■ Problem to work on ■
Summarize the account of al-Masri in two sentences.

■ Page ■
--------------------------------------------------
Al-Masri entered Yemen using a fake passport under the name Yussef Haddad Labib, and taught in village schools. In 1998, in Sanaa, Yemen, al-Masri married Hasna Yahia Ali Hussein, a Yemeni native. They had three children.

==Move to Iraq==
After the 2001 U.S. invasion of Afghanistan, al-Masri went to Iraq via the United Arab Emirates in 2002, according to a later account by his widow. He lived initially in Baghdad's Karrada, then in the Amiriya fainal, and then al-Jadida, where he took charge of al-Qaeda's operations in the southern part of the country. The United States military said that al-Masri "helped draw other insurgent groups into al-Qaeda’s fold." DefenseLINK News reported that Masri "helped establish the Baghdad cell of al-Qaeda in early 2003". Soon after, he "worked the ‘rat line’ down the Euphrates river valley, supplying suicide bombers via Syria."

After the U.S.-led 2003 invasion of Iraq, the family left Baghdad for Diyala to the north. Hussein later recalled: "The two-storey house where we were was hit in a U.S. air raid. Then, one of the men was killed but my husband and I were able to escape to Fallujah", the Sunni city that was, at the time, a bastion of the anti-U.S. Iraqi insurgency. Al-Masri participated in the major 2004 Battle of Fallujah. After U.S. troops stormed the town in November 2004, the family moved to Abu Ghraib. In 2007, al-Masri and his family moved to the Lake Tharthar area. Hussein claimed: "We were changing houses the whole time, right up to his death".

==Alleged killings==
In a text posted online, al-Qaeda in Iraq claimed that al-Masri personally killed two U.S. Army soldiers who disappeared after an ambush in Iraq on 16 June 2006, as a means of "making his presence felt." Their bodies were later found mutilated and booby-trapped in Yusufiyah, Iraq, on 19 June 2006.

On 20 September 2006, al-Masri claimed responsibility for personally killing Turkish hostage Murat Yuce, whose execution by gunshots was captured in a video released in August 2004. He had been kidnapped in late July 2004 by Jama'at al-Tawhid wal-Jihad, along with Turk co-worker Aytullah Gezmen, who was released in September 2004.

==Leadership roles==
Al-Masri was on the list of persons wanted by the coalition forces and Iraqi authorities in 2005, or possibly earlier.
--------------------------------------------------
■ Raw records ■

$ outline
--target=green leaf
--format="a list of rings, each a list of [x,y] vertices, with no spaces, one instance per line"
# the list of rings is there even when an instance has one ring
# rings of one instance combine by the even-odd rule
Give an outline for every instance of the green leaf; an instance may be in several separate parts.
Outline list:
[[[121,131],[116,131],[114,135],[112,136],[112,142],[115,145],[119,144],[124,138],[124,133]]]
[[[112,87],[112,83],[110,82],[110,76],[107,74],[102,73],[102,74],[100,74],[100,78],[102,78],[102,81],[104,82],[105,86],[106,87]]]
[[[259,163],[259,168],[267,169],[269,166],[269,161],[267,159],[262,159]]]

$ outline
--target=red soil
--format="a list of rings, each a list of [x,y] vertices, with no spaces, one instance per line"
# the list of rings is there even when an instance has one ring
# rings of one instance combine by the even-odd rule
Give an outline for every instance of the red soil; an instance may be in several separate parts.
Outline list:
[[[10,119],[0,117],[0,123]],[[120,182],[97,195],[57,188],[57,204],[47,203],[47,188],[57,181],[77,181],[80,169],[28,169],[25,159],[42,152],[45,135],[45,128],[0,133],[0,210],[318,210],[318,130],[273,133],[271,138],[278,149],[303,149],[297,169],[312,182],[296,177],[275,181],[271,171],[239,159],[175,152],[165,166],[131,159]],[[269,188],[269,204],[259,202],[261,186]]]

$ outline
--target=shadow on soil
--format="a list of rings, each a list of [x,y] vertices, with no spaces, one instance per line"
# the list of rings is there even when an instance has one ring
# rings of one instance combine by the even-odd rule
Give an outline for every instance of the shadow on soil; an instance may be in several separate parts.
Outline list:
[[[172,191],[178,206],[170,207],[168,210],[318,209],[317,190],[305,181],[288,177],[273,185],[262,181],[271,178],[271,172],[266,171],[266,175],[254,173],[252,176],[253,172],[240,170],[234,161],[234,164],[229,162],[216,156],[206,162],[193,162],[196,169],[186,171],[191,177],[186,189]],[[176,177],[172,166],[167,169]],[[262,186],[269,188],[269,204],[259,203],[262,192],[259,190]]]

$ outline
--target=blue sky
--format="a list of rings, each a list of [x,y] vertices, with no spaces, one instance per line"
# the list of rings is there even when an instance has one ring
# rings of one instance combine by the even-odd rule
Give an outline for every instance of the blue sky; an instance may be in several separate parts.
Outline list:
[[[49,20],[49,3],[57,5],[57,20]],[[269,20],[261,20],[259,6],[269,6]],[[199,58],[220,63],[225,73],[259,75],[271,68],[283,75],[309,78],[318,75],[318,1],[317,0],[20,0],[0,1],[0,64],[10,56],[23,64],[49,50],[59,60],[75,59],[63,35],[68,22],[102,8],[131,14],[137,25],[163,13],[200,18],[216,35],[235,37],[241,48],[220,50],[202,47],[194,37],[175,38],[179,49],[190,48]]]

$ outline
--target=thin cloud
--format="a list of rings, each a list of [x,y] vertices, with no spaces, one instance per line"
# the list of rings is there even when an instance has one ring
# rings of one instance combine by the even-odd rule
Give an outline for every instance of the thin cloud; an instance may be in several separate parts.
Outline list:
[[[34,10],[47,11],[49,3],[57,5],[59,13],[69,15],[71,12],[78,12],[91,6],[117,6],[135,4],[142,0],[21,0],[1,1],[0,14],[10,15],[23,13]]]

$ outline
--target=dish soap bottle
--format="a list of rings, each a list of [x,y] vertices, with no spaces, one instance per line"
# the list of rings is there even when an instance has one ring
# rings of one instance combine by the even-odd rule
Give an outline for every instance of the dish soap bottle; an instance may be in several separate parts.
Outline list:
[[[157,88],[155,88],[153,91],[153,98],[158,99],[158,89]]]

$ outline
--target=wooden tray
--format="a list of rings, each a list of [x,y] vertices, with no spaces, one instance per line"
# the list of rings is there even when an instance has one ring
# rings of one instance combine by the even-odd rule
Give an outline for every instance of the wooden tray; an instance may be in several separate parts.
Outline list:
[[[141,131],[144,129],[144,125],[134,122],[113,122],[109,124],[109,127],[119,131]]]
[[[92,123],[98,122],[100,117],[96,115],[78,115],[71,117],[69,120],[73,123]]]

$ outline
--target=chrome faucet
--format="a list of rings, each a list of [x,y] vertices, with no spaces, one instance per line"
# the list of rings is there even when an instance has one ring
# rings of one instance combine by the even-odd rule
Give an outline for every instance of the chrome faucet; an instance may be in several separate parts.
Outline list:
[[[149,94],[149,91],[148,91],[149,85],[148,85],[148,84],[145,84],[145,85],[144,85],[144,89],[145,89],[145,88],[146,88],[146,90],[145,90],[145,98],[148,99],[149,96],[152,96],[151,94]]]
--------------------------------------------------
■ The answer ■
Al-Masri entered Yemen on a fake passport, taught in village schools, and married there in 1998, then went to Iraq in 2002, where he took charge of al-Qaeda's operations in the south of the country and moved his family again and again, including to Fallujah, Abu Ghraib and the Lake Tharthar area. Al-Qaeda in Iraq claimed he personally killed two U.S. Army soldiers in 2006, he claimed responsibility for killing Turkish hostage Murat Yuce, and by 2005 he was on the wanted list of coalition forces and Iraqi authorities.